> What to work on
The whole listing is to be restated word for word with no images.

> Data extract
[Start of Attachment]

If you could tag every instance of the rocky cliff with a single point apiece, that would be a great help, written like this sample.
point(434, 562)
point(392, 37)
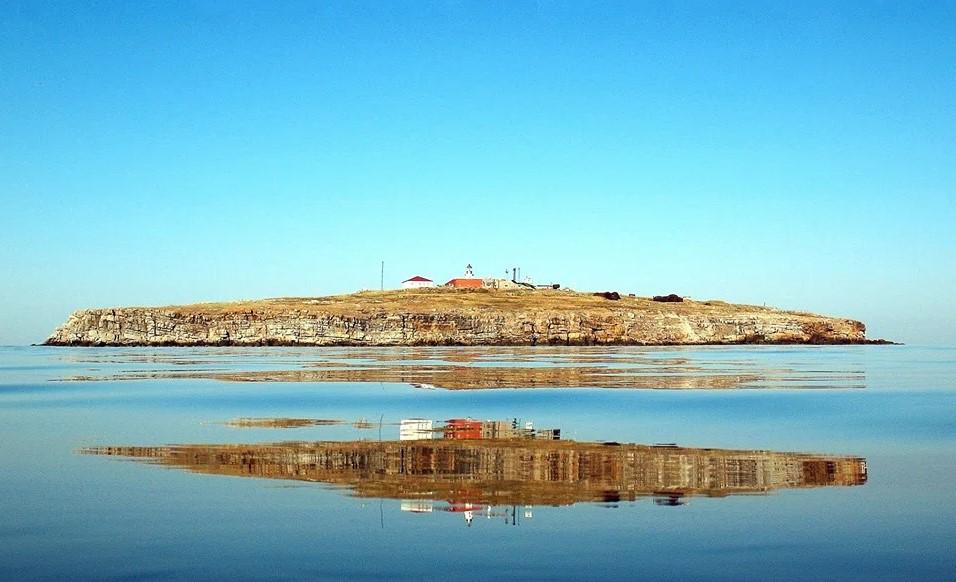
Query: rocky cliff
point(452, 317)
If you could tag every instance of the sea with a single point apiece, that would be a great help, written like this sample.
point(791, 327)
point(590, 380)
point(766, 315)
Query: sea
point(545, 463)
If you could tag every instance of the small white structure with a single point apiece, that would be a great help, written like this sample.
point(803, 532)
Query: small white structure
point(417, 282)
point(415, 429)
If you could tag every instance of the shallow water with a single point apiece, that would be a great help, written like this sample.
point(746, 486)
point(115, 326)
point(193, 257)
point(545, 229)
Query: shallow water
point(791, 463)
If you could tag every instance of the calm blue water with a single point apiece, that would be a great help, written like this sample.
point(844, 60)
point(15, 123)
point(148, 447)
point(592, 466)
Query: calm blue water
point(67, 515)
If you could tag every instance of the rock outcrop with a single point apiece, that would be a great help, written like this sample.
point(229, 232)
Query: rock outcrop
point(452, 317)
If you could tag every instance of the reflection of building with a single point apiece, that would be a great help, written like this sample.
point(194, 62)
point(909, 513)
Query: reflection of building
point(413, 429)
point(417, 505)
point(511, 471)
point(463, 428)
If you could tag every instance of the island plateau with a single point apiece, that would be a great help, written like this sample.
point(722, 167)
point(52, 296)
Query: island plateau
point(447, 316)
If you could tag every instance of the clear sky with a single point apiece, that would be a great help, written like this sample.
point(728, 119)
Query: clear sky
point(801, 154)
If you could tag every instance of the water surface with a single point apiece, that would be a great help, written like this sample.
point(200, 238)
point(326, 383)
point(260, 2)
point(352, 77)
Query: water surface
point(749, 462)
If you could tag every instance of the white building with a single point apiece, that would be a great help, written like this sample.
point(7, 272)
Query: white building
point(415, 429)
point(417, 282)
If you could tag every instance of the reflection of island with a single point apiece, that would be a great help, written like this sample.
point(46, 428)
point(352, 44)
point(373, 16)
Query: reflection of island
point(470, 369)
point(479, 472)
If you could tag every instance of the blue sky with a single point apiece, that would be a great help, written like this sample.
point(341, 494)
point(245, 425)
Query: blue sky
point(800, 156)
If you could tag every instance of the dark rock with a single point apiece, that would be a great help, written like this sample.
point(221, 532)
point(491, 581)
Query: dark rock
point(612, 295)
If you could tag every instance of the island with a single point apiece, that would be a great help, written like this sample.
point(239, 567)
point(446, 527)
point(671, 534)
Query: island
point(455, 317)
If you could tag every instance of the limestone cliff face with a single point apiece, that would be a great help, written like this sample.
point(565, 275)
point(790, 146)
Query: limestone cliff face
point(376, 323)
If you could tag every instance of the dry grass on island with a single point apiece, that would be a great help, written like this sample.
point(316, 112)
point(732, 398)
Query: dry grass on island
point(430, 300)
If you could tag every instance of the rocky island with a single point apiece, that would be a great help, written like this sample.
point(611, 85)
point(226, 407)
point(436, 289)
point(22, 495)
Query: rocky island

[End of Attachment]

> Answer area
If you could tag every instance of the rocky cliff with a single point apiece, that would be a great help, written like this sample.
point(434, 562)
point(392, 37)
Query: rocky cliff
point(452, 317)
If you could tag every instance of the sea with a single point apiece, that would be a great help, written like this sample.
point(791, 327)
point(590, 380)
point(766, 315)
Query: sea
point(545, 463)
If you could tag every instance of the small white structure with a single point apiece, that would be a great help, written like this sample.
point(803, 532)
Query: small white structure
point(417, 282)
point(415, 429)
If you could tag every instance of the shallow water with a single point apiece, that would be a great help, written like this sample.
point(746, 486)
point(115, 326)
point(193, 257)
point(545, 229)
Query: shallow water
point(791, 463)
If you could tag every instance of the calm blue water with a single point apiece, that would be a great help, written like this sample.
point(844, 60)
point(15, 123)
point(148, 447)
point(592, 466)
Query: calm blue water
point(67, 515)
If you could tag every instance of the rock outcrop with a single point apiece, that would be a great help, written like this sample.
point(229, 232)
Query: rock outcrop
point(452, 317)
If you could tag every instance of the reflection of building with a single point apiece, that would be a great help, written like this sample.
point(194, 62)
point(909, 513)
Query: reflection of building
point(413, 429)
point(417, 505)
point(511, 471)
point(463, 428)
If you could tag every instance of the island plateau with a single point apiece, that would be a great help, written like this sample.
point(722, 167)
point(52, 296)
Query: island plateau
point(447, 316)
If you could tag every instance of the clear sky with a single point apiece, that would be a great help, written like this sample.
point(728, 119)
Query: clear sky
point(801, 154)
If you could tag every instance of the water surface with a single point apiece, that would be a great help, written like this sample.
point(200, 238)
point(326, 383)
point(260, 2)
point(352, 77)
Query: water surface
point(749, 462)
If you could tag every instance of the white building with a single point apiece, that would be a great help, written like this sample.
point(7, 272)
Query: white building
point(415, 429)
point(417, 282)
If you could tag every instance of the reflection of island with a single point apiece, that would be a great help, written like this sample.
point(46, 428)
point(352, 44)
point(373, 16)
Query: reflection of island
point(470, 369)
point(479, 472)
If you could tag every instance of the blue sky with a single point apiece, that would be a great help, written like this sample.
point(341, 494)
point(245, 425)
Query: blue sky
point(800, 156)
If you could tag every instance of the dark rock with a single point apiece, that would be a great help, written like this sample.
point(221, 532)
point(491, 581)
Query: dark rock
point(612, 295)
If you could tag every instance of the island with a single point apiece, that would be a great help, written like this sample.
point(239, 567)
point(446, 527)
point(671, 534)
Query: island
point(455, 317)
If you could tag every instance of the limestone cliff face with a single point apiece, that would be a great help, written like this sample.
point(565, 275)
point(790, 146)
Query: limestone cliff face
point(376, 323)
If you could tag every instance of the dry grass on island with a single point apiece, that would be a great help, written like this sample.
point(316, 112)
point(732, 398)
Query: dry grass on island
point(430, 300)
If you could tag every instance of the rocky island with a single point apiece, that would be a great help, written like this sample.
point(611, 85)
point(226, 407)
point(436, 289)
point(22, 495)
Query: rocky island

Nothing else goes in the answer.